:: EXTRACTO DEL DOCUMENTO

Los misterios del poder
No hay indicios de que el país esté dividiéndose entre “albertistas” y “cristinistas”, porque se consolida el consenso de que Alberto irá a cualquier extremo para convencer a Cristina de su lealtad.
Desde fines del año pasado, los interesados en las vicisitudes nacionales están preguntándose: ¿quién gobierna la Argentina? ¿Sería el presidente Alberto Fernández, o la vicepresidenta Cristina Fernández de Kirchner? Nadie sabe la respuesta. A veces parecería que Alberto es responsable de las decisiones clave, pero entonces ocurre algo que hace pensar que en verdad es Cristina la que siempre tiene la palabra final.
Nada de eso importaría si fuera evidente que los dos comparten el mismo ideario, pero muchos que votaron por Alberto en las elecciones presidenciales lo hicieron porque creían que era un centrista moderado que en el fondo despreciaba al kirchnerismo; la profusión de videos, que los canales televisivos difundían una y otra vez, en que criticaba a la señora con desparpajo lo ayudó a seducirlos.
El embrollo que se ha creado se asemeja al del Japón a mediados del siglo XIX, cuando el poder genuino aún estaba en manos de personajes oscuros que hacían del shogun militar un títere dócil, mientras que los partidarios del emperador deificado, cuyo rol era meramente simbólico, querían que lo tuviera un monarca claramente incapaz. Para los europeos y norteamericanos que esperaban hacer negocios con un país que comenzaba a abrirse al mundo exterior, identificar al líder no era nada fácil. Como aprendieron los franceses, alcanzar acuerdos con el shogun no les sirvió para mucho.

::::
:: DATOS REGISTRADOS

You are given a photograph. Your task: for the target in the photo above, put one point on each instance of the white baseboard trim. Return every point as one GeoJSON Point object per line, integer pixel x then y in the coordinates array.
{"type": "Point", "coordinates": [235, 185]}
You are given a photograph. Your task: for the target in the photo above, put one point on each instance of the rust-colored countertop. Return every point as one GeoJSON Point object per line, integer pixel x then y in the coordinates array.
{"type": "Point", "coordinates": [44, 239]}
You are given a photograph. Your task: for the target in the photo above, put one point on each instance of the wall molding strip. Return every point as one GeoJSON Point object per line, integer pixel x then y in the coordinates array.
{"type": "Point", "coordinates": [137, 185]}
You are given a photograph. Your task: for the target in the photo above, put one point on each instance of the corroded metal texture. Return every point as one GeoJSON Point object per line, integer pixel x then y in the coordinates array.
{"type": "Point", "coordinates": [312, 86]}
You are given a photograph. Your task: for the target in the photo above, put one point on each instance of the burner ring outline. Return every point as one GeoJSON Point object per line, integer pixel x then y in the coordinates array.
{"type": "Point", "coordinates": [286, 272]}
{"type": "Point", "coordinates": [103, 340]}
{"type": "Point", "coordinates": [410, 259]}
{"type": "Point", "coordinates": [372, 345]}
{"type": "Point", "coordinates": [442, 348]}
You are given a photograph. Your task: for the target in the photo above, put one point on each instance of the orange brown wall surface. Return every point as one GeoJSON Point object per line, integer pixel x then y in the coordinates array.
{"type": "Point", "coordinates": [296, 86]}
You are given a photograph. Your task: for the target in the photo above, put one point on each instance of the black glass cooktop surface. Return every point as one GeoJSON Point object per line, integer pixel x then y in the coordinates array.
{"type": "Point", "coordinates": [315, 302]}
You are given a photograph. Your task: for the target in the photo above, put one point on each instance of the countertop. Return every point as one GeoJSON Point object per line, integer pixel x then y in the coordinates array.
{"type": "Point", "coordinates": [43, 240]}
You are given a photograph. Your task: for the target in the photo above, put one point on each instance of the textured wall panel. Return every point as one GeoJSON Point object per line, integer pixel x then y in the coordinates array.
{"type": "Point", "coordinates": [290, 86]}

::::

**TAREA ASIGNADA 1:** ¿Con qué país y época compara el artículo sobre quién gobierna la Argentina la confusión sobre el poder?
**TAREA ASIGNADA 2:** Prosigue el artículo sobre quién gobierna la Argentina a partir de la última oración que aparece.

**RESULTADO 1:** Con el Japón de mediados del siglo XIX.

**RESULTADO 2:**
Para la Argentina que, nos dicen, es un “país presidencialista”, cuando no “hiperpresidencialista”, las dudas en cuanto a quien lleva las riendas del poder hacen aún más difícil la búsqueda de una forma de salir de una crisis angustiante. Entre otras cosas, al gobierno no le es dado elaborar una política económica más o menos coherente porque las presuntas ideas de Alberto acerca de lo que convendría hacer para poner el país en marcha nuevamente no coinciden con las de Cristina y quienes la rodean.
Para complicar todavía más la situación en que nos encontramos, los hay que, con razón o sin ella, suponen que la vicepresidenta y sus allegados hayan apostado a que fracasen los esfuerzos de Alberto por mantener la economía a flote porque esperan aprovechar el desastre que prevén, una sospecha que, como es natural, hace más inciertas las perspectivas ante un país traumatizado por la combinación nefasta de un prolongado deterioro económico y una pandemia que no deja de expandirse.
Como suele ser el caso en coaliciones heterogéneas que fueron improvisadas con el único propósito de sumar votos, casi todos los miembros del gobierno desconfían de sus colaboradores, superiores y subordinados. Los nombrados por Alberto no pueden sino temer que aquellos que deben su puesto a Cristina estén intrigando en su contra, y viceversa. Aunque el presidente procura convencer al público de que las diferencias entre las distintas facciones que forman su “equipo” carecen de significado, se ha hecho habitual atribuir sus declaraciones más sorprendentes, y las de funcionarios calificados de “albertistas”, a su voluntad de congraciarse con quienes no vacilan en recordarle que responden solo a Cristina.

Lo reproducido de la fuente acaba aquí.